We trained Mask and Cascade Mask R-CNN on MS-COCO , with NAT backbones, which were pre-trained on ImageNet. We followed Swin ’s training settings, using mmdetection (Apache License v2), and trained with the same accelerated $3\times$ LR schedule. Results are presented in Tab. 4. NAT-Mini outperforms Swin-Tiny with Mask R-CNN, while falling slightly short to it with Cascade Mask R-CNN, all while having significantly fewer FLOPs. NAT-Tiny outperforms both its Swin and ConvNeXt counterparts, with both Mask and Cascade Mask R-CNN, while having a slightly lower throughput compared to its Swin counterpart. NAT-Small reaches a competitive performance compared to its Swin counterpart, while being faster. NAT-Base can even outperform its Swin counterpart, while also enjoying a higher throughput.

3 Semantic Segmentation

To demonstrate NAT’s performance on semantic segmentation, we trained UPerNet with NAT backbones on ADE20K . We followed Swin’s configuration for training ADE20K, and used mmsegmentation (Apache License v2). Additionally, and following standard practice, input images are randomly resized and cropped at $512\times 512$ when training. Results are presented in Tab. 5. It is noticeable that NAT-Mini outperforms Swin-Tiny, and also comes very close to ConvNeXt-Tiny. NAT-Tiny outperforms ConvNeXt-Tiny significantly, while also slightly more efficient. NAT-Small outperforms Swin-Small on single-scale performance, while matching the multi-scale performance. NAT-Base similarly performs on-par with Swin-Base, while falling slightly short of ConvNeXt-Base. Note that both NAT-Small and NAT-Base bear fewer FLOPs with them compared to their Swin and ConvNeXt counterparts, while their performance is within the same region. It is also noteworthy that Swin especially suffers from more FLOPs even beyond the original difference due to the fact that the image resolution input in this task specifically ( $512\times 512$ ) will not result in feature maps that are divisible by $7\times 7$ , Swin’s window size, which forces the model to pad input feature maps with zeros to resolve that issue, prior to every attention operation. NAT on the other hand supports feature maps of arbitrary size.

4 Ablation Study

We compare Swin’s attention pattern (WSA+SASA) to sliding window patterns, namely SASA (implemented with our $\mathcal{N}ATTEN$ package and therefore enjoys approximately the same throughput and identical memory usage as NA), and our NA. We simply replace the attention blocks in Swin-Tiny, and run the model on ImageNet-1K classification, MSCOCO object detection and instance segmentation, and ADE20K segmentation. Results are presented in Tab. 6.

Separately, we investigate the effects of our NAT design (convolutional downsampling and deeper-thinner architecture), by performing an ablation with Swin-Tiny as baseline. We slowly transform the model into NAT-Tiny, and present the results in Tab. 7. We start by replacing the patched embedding and patched merge with the overlapping convolution design used in NAT. This results in almost 0.5% improvement in accuracy. After taking the second step to reduce the model size and compute, by making it deeper and thinner, we notice the model sees approximately an improvement in accuracy of 0.9% over the first step. We then try swapping the WSA and SWSA attention patterns in Swin with SASA , and see a slight drop in accuracy. However, swapping WSA and SWSA with our NA shows a further 0.5% improvement in accuracy.

We also present a kernel size experiment in Tab. 8, in which we try kernel sizes ranging from 3× 3 to 9 × 9, in an effort to analyze its affect on our model’s performance.

--------

__Aim 1__: Transcribe the part of the NAT text between "We compare Swin’s" and "presented in Tab. 6.", inclusive.

--------

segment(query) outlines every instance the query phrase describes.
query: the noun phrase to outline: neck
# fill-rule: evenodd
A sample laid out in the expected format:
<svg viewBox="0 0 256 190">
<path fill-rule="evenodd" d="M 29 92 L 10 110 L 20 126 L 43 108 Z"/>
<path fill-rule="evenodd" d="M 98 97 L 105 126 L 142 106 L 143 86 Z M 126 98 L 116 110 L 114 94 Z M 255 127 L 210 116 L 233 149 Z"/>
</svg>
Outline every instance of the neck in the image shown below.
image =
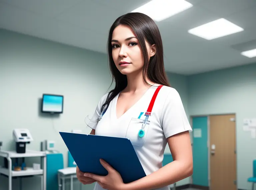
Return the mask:
<svg viewBox="0 0 256 190">
<path fill-rule="evenodd" d="M 125 88 L 125 91 L 135 92 L 137 90 L 140 91 L 148 89 L 150 86 L 147 84 L 143 79 L 143 73 L 141 71 L 139 73 L 132 73 L 127 75 L 127 85 Z M 146 80 L 150 85 L 154 83 L 150 81 L 147 76 L 145 76 Z"/>
</svg>

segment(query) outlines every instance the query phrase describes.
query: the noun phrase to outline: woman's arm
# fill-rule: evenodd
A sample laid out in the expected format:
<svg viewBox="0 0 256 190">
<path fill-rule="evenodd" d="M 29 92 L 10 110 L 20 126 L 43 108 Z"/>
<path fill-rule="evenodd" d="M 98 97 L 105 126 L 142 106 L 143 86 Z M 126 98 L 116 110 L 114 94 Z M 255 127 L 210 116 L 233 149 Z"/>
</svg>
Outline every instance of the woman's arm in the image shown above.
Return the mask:
<svg viewBox="0 0 256 190">
<path fill-rule="evenodd" d="M 188 131 L 167 139 L 173 161 L 139 180 L 125 184 L 125 190 L 146 190 L 168 185 L 191 176 L 193 162 Z"/>
</svg>

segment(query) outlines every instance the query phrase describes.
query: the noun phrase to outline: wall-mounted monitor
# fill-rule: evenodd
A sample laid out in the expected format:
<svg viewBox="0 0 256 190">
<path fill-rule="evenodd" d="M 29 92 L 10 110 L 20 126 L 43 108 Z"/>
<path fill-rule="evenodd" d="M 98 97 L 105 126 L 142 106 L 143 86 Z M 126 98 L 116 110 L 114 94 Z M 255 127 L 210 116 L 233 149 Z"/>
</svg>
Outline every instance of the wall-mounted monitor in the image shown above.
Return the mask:
<svg viewBox="0 0 256 190">
<path fill-rule="evenodd" d="M 44 94 L 42 101 L 42 112 L 62 113 L 63 113 L 63 96 Z"/>
</svg>

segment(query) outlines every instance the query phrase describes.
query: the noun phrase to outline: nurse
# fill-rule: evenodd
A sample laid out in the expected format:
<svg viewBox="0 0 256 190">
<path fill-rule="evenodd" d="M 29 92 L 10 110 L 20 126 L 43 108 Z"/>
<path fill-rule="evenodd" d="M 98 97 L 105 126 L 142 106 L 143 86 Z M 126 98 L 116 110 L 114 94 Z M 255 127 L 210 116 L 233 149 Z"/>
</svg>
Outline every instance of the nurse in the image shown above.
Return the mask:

--------

__Aim 2__: Gather every line of the records that contains the string "above". Case counts.

__Exercise result 1__:
We compare Swin’s attention pattern (WSA+SASA) to sliding window patterns, namely SASA (implemented with our $\mathcal{N}ATTEN$ package and therefore enjoys approximately the same throughput and identical memory usage as NA), and our NA. We simply replace the attention blocks in Swin-Tiny, and run the model on ImageNet-1K classification, MSCOCO object detection and instance segmentation, and ADE20K segmentation. Results are presented in Tab. 6.

__Exercise result 2__:
Outline every instance of the woman's arm in the image shown above.
Outline every instance of the wall-mounted monitor in the image shown above.
Outline every instance of the nurse in the image shown above.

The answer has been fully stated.